Problem description:
Find the line containing "Q: Identify a point on each instance of the short". Quote it and every line after it, exactly, through the end; skip pictures.

Position identification records

## Start

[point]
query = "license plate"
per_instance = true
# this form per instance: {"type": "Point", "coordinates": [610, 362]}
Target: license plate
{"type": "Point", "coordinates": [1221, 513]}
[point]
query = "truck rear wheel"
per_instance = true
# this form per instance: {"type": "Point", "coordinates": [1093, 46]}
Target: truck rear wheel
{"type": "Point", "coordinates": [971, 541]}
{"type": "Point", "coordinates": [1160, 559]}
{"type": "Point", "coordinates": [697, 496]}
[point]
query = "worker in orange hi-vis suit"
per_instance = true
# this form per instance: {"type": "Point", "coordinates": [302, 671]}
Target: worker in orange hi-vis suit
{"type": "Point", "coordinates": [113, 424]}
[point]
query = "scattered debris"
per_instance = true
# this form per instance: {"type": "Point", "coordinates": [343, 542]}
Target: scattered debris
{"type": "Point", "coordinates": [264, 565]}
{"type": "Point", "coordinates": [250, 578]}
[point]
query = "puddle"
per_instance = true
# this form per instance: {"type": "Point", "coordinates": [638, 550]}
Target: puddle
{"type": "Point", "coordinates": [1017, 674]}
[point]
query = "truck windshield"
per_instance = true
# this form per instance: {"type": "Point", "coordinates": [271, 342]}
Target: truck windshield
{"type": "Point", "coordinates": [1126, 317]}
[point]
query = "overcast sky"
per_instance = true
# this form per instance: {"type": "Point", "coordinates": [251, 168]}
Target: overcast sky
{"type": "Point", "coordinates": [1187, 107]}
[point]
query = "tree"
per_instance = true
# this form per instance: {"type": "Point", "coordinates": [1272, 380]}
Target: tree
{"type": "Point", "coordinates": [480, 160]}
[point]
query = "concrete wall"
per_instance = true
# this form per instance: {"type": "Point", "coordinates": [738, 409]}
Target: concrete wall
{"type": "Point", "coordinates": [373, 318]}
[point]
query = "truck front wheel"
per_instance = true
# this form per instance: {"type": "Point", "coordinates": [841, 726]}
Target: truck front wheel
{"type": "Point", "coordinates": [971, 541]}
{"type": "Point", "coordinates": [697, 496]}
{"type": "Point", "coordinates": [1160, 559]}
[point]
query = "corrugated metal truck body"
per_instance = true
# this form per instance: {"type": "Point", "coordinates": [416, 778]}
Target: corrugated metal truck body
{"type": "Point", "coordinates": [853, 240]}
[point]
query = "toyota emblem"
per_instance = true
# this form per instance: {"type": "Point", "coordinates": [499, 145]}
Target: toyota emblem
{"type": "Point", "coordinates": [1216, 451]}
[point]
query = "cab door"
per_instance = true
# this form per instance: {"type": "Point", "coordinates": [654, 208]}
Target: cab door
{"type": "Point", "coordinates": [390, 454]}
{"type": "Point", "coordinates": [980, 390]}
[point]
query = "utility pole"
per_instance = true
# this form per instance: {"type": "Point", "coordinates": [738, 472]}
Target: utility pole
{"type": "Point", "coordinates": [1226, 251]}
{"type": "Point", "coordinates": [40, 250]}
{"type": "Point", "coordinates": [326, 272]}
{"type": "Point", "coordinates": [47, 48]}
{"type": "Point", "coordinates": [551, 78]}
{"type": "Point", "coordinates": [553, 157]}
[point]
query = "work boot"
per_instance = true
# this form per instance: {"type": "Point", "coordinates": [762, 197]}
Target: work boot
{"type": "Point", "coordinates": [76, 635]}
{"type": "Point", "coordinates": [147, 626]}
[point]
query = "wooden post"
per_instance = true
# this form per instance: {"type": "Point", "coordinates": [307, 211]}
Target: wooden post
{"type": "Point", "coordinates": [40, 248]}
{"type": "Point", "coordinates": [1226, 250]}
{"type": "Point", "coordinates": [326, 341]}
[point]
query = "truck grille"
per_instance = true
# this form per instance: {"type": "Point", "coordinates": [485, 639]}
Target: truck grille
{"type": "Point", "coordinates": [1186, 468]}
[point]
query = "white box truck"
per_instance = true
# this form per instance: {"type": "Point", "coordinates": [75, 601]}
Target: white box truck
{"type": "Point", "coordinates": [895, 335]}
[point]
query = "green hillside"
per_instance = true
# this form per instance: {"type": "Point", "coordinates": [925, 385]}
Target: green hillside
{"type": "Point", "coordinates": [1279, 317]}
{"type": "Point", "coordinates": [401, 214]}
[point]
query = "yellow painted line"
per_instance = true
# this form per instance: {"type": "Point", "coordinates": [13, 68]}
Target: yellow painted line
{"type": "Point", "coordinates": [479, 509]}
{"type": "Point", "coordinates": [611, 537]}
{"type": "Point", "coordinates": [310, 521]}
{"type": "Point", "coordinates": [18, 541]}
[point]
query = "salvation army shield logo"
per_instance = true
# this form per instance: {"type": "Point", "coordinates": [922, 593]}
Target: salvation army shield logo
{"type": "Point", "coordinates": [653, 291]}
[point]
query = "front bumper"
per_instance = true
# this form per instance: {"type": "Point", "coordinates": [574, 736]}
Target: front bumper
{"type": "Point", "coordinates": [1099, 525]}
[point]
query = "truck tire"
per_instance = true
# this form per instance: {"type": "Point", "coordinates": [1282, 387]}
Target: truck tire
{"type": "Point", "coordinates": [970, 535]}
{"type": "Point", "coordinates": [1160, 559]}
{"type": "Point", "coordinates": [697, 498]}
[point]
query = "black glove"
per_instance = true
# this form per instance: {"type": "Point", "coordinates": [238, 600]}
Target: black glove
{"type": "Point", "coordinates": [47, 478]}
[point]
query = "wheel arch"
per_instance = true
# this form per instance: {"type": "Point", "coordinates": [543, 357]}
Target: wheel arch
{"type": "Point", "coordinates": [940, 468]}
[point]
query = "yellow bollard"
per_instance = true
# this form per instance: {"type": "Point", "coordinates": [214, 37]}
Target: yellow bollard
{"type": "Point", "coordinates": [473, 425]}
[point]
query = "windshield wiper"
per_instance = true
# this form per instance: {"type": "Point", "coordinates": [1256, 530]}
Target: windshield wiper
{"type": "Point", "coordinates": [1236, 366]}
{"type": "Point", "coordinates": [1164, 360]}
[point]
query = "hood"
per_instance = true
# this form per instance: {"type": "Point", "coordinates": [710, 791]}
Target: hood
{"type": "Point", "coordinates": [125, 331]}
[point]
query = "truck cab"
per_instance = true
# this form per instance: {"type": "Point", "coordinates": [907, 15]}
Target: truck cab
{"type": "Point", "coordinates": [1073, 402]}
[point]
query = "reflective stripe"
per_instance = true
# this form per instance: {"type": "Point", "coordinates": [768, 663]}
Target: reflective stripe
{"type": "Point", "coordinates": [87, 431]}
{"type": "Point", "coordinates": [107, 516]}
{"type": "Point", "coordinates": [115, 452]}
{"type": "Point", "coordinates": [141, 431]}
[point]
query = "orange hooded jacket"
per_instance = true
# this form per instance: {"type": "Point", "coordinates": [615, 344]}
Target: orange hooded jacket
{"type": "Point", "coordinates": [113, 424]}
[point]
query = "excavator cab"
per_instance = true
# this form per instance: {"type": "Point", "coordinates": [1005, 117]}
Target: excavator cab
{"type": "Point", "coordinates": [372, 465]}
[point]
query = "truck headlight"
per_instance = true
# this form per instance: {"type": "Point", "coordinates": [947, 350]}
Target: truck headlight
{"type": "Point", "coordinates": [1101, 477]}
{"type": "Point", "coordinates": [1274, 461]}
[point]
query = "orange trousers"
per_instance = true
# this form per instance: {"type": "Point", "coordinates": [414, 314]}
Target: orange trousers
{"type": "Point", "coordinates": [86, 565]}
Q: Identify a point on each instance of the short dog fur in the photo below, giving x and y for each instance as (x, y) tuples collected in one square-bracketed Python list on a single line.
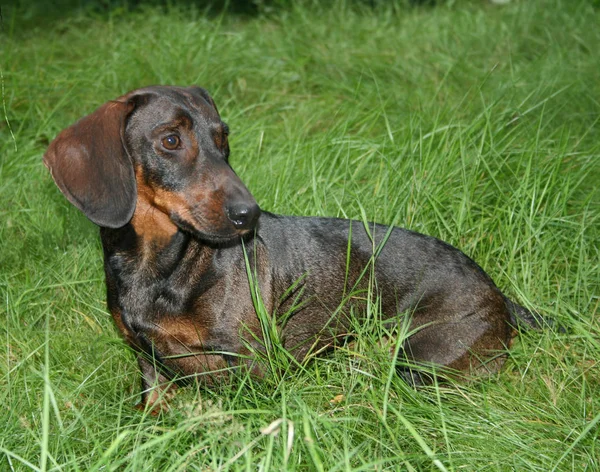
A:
[(151, 169)]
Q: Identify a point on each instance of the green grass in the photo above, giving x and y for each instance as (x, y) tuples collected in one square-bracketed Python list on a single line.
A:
[(472, 122)]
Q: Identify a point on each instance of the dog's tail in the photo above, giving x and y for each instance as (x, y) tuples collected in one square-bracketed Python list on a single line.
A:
[(523, 318)]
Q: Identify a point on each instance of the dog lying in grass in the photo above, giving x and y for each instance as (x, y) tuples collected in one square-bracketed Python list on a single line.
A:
[(187, 250)]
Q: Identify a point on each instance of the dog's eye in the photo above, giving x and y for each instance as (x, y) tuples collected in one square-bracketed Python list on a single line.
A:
[(221, 141), (171, 142)]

## End

Response below:
Q: Identify a point on each instance of the short dog fur in the photo below, giving x and y for each instance as (x, y) tuples collected in one square-bracketed Python list on a single line.
A:
[(151, 169)]
Q: Identify a point on each instance of the green grass in the photo above, giving x and y for each instance as (x, y) tuples collected in one square-bracketed Python list on a single line.
A:
[(472, 122)]
Q: Identify a point on each instance of the dog's tail in the photo above, giving x and y for each instance as (x, y) tuples collected in one square-bracketed Python list on a single line.
A:
[(523, 318)]
Q: Identify a point on each instance of the dog lying in grass in the photo above, giving x and y for each instance as (x, y) tuples collected in one square-bracketed Python list on a single line.
A:
[(187, 250)]
Q: Identify a point on each instance of the dog's eye in the photo above, giving x and y for each instance as (x, y) tuples collected in one square-bracketed Python list on a single line.
A:
[(221, 141), (171, 142)]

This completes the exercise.